I
Um
excepcional inventário sobre a produção dos principais poetas católicos do
Brasil é o que o leitor irá encontrar em Os Fios da Escrita - ensaios
literários (Itabuna-BA: Editora Mondrongo, 2020), de Adalberto de Queiroz,
poeta, jornalista e ensaísta, que foi empresário no ramo de Tecnologia da
Informação por 26 anos. É reparada assim uma injustiça, pois a poesia escrita
por poetas católicos brasileiros, que tanta repercussão teve nos anos de 1930 a
1960, nas últimas décadas, havia sido, praticamente, excluída do alvo da
crítica, ainda que continue a ser apreciada por alguns poucos jovens leitores.
Para Queiroz, há um “quarteto sagrado” da poesia feita
por católicos no Brasil do século XX: Jorge de Lima (1893-1953), Murilo Mendes
(1901-1975), Tasso da Silveira (1895-1968) e Augusto Frederico Schmidt
(1906-1965). A esse grupo, porém, o ensaísta acrescenta Cecília Meireles
(1901-1964), Manuel Bandeira (1886-1968) e Lúcio Cardoso (1912-1968). Desses,
reconhece, apenas o paranaense Tasso da Silveira é menos conhecido, sendo mais
estudado nos círculos acadêmicos de letras de Curitiba e do Rio de Janeiro, onde
foi professor.
Segundo
o ensaísta, na tradição da inteligência católica, de Jorge de Lima, Murilo
Mendes e Augusto Frederico Schmidt, “há uma fortuna crítica significativa, menor
no caso de Schmidt, mas ainda assim representativa no levantamento que se fez
antes e durante o cinquentenário de sua morte em 2015”. Para Queiroz,
conhecidos por um semicírculo de iniciados na poesia, os chamados “poetas de
Deus” criaram uma lírica que continua viva e digna de ser realçada ante o olhar
do público leitor e da crítica literária do século XXI. “Mesmo se diminuta essa
contribuição, pode a iniciativa servir à crítica (e aos poucos leitores de
poesia) de nosso tempo, como uma espécie de penitência, pela nossa culpa por
tão longo silêncio”, observa no primeiro ensaio de uma série de seis.
II
Na
primeira parte do livro – dividido em quatro –, o ensaísta dedica-se, entre
outros autores, com especial enlevo, às obras de Gustavo Corção (1896-1978),
outro grande pensador e romancista católico, e do argentino Jorge Luís Borges
(1899-1986). No ensaio “Gustavo Corção e
o compromisso com o eterno”, traça um perfil do pensador e saúda a republicação
de suas obras, cerca de quatro décadas depois de sua morte. E acrescenta que os
artigos que constam de A Descoberta do Outro (Rio de Janeiro, Agir
Editora, 2000) “eram provenientes desta farinha para as almas que mistura Léon
Bloy, Ortega y Gasset, seu amigo e antípoda Alceu de Amoroso Lima, Oswald de
Andrade, Georges Bernanos e Machado de Assis a questões sociais e musicais, de
Mozart ao comprimento das saias, do conserto de automóveis ao suicídio de
Getúlio Vargas, tudo com a marca da alta cultura que marcou a passagem de
Gustavo Corção pelas letras nacionais”.

________

== O que fazer ==
Segundo o trecho selecionado, quais poetas compõem o "quarteto sagrado" da poesia feita por católicos no Brasil do século XX?

== Registros de um conjunto de dados ==
________

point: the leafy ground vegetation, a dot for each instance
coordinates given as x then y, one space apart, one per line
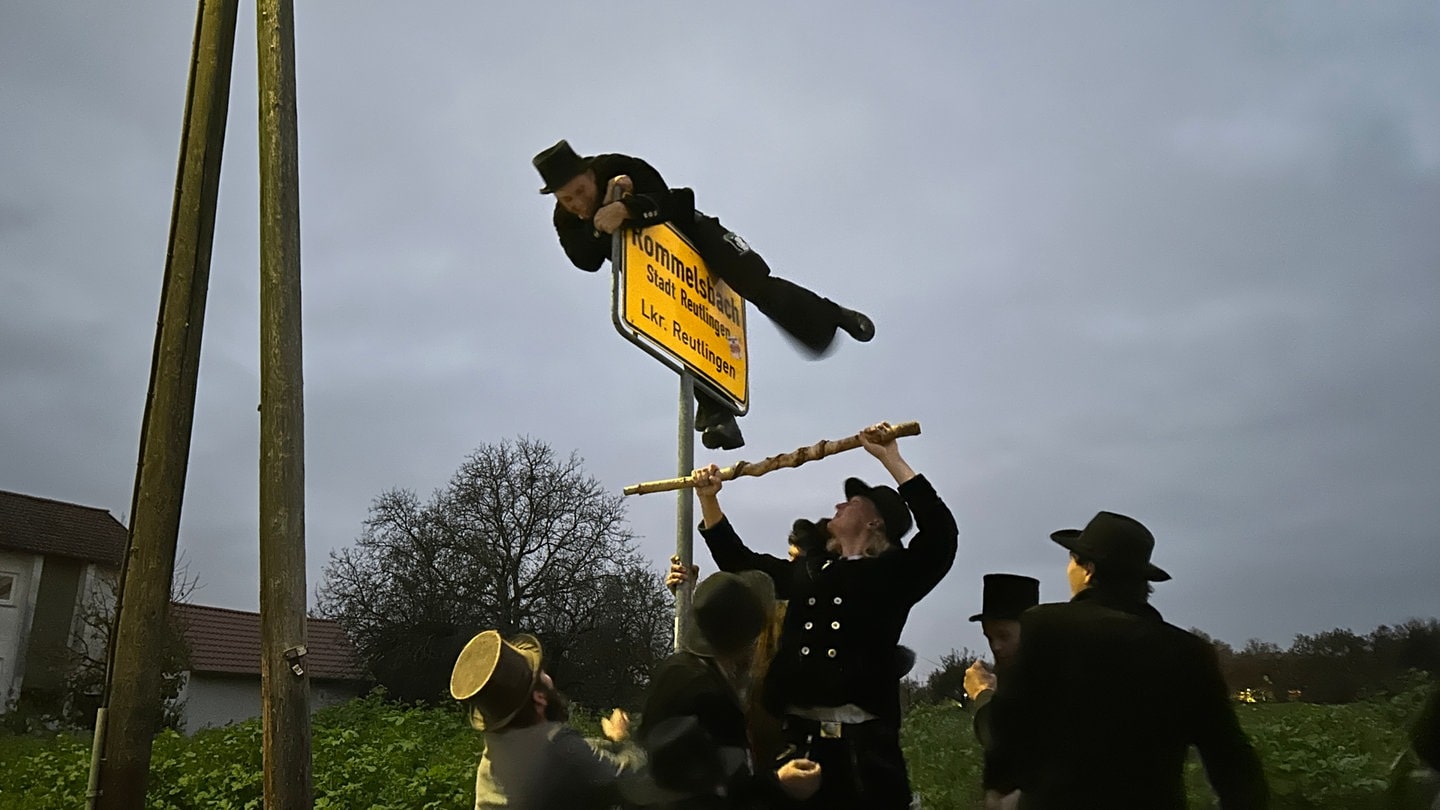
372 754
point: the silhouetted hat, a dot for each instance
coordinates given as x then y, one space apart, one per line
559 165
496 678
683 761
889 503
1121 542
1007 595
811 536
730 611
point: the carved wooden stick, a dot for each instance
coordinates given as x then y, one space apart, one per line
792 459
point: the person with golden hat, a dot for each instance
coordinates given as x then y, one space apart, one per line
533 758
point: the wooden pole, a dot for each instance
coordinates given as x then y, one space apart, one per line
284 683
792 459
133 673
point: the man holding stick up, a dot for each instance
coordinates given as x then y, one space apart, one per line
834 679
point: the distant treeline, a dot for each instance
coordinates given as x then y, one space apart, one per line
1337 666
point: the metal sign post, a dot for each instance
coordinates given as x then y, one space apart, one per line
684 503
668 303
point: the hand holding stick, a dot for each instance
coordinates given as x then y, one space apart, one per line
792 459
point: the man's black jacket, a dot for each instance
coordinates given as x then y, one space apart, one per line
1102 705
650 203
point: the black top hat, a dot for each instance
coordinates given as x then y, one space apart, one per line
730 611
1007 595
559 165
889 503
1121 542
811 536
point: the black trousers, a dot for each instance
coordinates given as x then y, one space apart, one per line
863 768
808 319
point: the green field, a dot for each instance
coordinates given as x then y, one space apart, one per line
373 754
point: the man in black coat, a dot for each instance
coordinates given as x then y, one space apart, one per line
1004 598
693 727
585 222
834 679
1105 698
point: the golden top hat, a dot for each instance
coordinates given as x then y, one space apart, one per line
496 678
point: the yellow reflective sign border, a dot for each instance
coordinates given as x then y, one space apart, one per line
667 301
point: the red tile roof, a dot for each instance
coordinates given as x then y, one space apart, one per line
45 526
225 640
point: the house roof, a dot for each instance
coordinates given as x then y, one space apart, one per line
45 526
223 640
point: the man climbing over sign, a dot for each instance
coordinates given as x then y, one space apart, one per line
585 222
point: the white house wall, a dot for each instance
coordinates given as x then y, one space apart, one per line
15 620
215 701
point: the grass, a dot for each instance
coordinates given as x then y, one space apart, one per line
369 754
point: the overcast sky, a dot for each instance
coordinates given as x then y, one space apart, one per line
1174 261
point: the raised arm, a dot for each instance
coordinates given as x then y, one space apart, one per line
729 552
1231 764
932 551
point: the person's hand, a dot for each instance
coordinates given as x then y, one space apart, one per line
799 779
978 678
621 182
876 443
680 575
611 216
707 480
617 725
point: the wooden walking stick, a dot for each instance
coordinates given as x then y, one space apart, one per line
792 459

________

== Resultado do exercício ==
Jorge de Lima, Murilo Mendes, Tasso da Silveira e Augusto Frederico Schmidt.